Saved entries:
++++++++++
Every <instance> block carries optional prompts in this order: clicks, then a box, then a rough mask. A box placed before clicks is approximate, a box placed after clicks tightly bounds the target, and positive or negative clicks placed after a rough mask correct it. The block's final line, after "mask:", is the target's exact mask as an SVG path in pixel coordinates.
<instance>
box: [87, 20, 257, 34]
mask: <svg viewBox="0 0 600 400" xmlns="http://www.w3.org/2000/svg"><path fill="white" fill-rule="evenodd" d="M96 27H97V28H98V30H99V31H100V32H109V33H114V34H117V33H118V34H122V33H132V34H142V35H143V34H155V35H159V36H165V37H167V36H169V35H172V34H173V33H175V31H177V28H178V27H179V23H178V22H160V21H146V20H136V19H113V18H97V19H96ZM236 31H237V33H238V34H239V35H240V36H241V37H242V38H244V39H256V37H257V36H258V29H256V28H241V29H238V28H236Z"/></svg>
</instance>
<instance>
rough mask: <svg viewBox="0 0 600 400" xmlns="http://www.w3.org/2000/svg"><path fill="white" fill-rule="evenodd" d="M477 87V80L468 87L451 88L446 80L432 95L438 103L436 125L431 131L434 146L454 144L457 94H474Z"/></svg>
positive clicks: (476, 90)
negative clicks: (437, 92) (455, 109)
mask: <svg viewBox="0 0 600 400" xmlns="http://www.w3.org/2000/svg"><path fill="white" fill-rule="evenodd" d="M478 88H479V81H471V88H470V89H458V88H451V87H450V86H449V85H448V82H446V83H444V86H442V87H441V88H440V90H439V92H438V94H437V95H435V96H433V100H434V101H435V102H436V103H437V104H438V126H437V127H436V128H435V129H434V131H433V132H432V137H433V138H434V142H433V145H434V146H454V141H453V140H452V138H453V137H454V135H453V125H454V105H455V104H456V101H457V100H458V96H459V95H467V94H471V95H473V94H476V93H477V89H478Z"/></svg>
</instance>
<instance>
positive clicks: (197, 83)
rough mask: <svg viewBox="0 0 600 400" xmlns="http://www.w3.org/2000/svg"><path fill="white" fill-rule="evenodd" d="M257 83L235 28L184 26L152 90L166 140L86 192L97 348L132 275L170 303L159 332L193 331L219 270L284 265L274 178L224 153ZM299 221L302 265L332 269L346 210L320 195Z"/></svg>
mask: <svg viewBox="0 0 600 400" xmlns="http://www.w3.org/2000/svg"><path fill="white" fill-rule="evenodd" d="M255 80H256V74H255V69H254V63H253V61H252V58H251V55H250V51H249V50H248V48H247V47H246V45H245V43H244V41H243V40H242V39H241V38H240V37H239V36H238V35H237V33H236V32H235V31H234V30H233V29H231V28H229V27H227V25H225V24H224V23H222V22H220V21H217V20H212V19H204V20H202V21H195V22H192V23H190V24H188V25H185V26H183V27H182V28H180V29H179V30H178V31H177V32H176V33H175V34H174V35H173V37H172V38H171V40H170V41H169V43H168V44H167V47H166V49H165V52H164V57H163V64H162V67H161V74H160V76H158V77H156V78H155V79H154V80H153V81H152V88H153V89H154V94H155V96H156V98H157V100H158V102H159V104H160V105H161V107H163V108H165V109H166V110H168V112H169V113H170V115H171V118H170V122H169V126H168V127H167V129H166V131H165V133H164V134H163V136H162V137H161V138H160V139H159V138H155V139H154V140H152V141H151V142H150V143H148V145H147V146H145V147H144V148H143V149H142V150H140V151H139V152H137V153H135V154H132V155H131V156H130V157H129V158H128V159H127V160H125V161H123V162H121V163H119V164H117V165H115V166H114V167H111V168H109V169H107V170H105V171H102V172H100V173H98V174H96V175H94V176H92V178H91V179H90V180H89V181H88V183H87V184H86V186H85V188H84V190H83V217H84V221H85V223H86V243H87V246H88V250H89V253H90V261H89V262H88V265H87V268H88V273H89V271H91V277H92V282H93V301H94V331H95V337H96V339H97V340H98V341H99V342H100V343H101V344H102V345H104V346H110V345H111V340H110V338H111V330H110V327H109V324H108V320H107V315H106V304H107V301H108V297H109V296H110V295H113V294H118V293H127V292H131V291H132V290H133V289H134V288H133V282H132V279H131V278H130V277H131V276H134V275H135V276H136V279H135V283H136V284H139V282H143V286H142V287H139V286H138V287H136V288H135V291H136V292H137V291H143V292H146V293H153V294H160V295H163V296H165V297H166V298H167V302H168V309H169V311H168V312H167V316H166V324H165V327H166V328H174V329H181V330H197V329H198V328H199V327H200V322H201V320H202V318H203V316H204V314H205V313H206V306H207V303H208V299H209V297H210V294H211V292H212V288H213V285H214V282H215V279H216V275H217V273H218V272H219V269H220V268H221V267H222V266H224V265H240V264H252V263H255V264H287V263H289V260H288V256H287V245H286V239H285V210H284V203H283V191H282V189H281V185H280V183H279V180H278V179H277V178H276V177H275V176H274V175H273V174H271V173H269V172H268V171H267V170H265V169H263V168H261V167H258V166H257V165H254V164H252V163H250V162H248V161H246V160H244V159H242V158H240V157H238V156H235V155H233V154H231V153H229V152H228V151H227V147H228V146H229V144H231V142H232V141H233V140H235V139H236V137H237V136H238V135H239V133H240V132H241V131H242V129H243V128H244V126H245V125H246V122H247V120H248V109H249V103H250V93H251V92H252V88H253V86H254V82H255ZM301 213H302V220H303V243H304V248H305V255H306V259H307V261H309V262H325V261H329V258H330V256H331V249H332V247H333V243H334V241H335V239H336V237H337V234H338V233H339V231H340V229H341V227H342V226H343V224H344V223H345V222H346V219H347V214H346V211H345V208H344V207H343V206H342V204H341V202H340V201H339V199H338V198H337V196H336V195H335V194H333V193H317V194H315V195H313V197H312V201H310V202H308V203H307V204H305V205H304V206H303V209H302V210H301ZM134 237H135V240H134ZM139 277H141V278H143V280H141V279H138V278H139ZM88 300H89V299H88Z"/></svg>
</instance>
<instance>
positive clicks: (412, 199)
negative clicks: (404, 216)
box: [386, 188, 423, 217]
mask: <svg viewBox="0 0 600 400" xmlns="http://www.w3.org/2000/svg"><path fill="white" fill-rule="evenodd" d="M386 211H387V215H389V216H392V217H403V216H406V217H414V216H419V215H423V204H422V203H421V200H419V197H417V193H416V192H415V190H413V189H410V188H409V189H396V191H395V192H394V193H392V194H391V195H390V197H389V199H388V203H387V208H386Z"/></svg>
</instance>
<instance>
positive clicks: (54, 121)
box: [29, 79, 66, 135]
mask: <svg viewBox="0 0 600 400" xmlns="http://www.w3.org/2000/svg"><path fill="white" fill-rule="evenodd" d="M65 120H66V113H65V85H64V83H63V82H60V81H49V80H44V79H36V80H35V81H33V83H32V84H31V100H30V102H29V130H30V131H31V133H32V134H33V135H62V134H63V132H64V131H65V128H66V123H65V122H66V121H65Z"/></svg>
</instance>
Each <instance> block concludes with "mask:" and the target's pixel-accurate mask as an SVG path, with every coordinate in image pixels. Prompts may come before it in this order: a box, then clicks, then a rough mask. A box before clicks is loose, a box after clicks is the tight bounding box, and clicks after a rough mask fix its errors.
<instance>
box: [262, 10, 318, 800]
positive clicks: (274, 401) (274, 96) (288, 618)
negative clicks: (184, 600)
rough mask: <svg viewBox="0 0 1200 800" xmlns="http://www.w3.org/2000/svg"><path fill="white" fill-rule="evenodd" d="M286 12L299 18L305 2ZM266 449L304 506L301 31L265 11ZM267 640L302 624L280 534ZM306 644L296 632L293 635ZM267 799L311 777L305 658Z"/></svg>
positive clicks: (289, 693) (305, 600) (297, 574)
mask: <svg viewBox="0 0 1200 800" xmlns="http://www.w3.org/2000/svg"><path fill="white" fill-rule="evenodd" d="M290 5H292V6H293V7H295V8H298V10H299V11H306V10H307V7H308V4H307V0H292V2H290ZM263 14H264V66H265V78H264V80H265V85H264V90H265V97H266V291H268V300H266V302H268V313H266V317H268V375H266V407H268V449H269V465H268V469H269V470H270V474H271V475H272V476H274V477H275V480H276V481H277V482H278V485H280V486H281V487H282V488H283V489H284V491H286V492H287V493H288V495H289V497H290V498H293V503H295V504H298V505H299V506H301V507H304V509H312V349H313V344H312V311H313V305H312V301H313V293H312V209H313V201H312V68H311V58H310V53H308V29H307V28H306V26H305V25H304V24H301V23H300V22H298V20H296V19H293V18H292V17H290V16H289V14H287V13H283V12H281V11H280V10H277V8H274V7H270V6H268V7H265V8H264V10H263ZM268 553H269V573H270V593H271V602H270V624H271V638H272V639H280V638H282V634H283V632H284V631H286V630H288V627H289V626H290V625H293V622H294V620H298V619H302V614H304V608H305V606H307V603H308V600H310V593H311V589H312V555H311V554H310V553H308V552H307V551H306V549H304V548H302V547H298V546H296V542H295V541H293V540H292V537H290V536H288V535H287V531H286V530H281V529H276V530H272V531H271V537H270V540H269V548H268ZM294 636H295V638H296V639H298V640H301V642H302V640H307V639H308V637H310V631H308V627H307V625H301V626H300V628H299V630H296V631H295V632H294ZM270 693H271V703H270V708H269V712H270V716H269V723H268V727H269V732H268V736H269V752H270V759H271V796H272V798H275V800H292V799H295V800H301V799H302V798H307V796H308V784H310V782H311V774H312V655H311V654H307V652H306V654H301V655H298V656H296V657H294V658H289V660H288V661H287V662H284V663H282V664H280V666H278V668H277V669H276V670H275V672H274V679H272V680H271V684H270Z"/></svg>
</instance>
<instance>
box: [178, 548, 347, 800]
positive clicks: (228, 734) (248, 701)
++++++++++
## What needs to be done
Copy out the range of lines above starting at the line with "87V80L468 87L451 88L446" and ending at the line with "positive clicks: (197, 83)", exactly and including both.

## Written response
rough mask: <svg viewBox="0 0 600 400" xmlns="http://www.w3.org/2000/svg"><path fill="white" fill-rule="evenodd" d="M477 87V80L468 87L451 88L446 80L432 95L438 103L436 125L431 131L434 146L454 144L457 94H474Z"/></svg>
positive clicks: (476, 90)
negative clicks: (437, 92) (455, 109)
mask: <svg viewBox="0 0 600 400" xmlns="http://www.w3.org/2000/svg"><path fill="white" fill-rule="evenodd" d="M478 88H479V81H471V88H470V89H458V88H451V87H450V86H449V85H448V82H446V83H444V86H442V87H441V88H440V90H439V92H438V94H437V95H435V96H433V100H434V101H435V102H436V103H437V104H438V126H437V127H436V128H435V129H434V131H433V132H432V137H433V138H434V142H433V145H434V146H454V141H453V140H452V138H453V137H454V135H453V125H454V105H455V104H456V101H457V100H458V96H459V95H467V94H471V95H473V94H476V93H477V89H478Z"/></svg>
</instance>
<instance>
positive clicks: (197, 83)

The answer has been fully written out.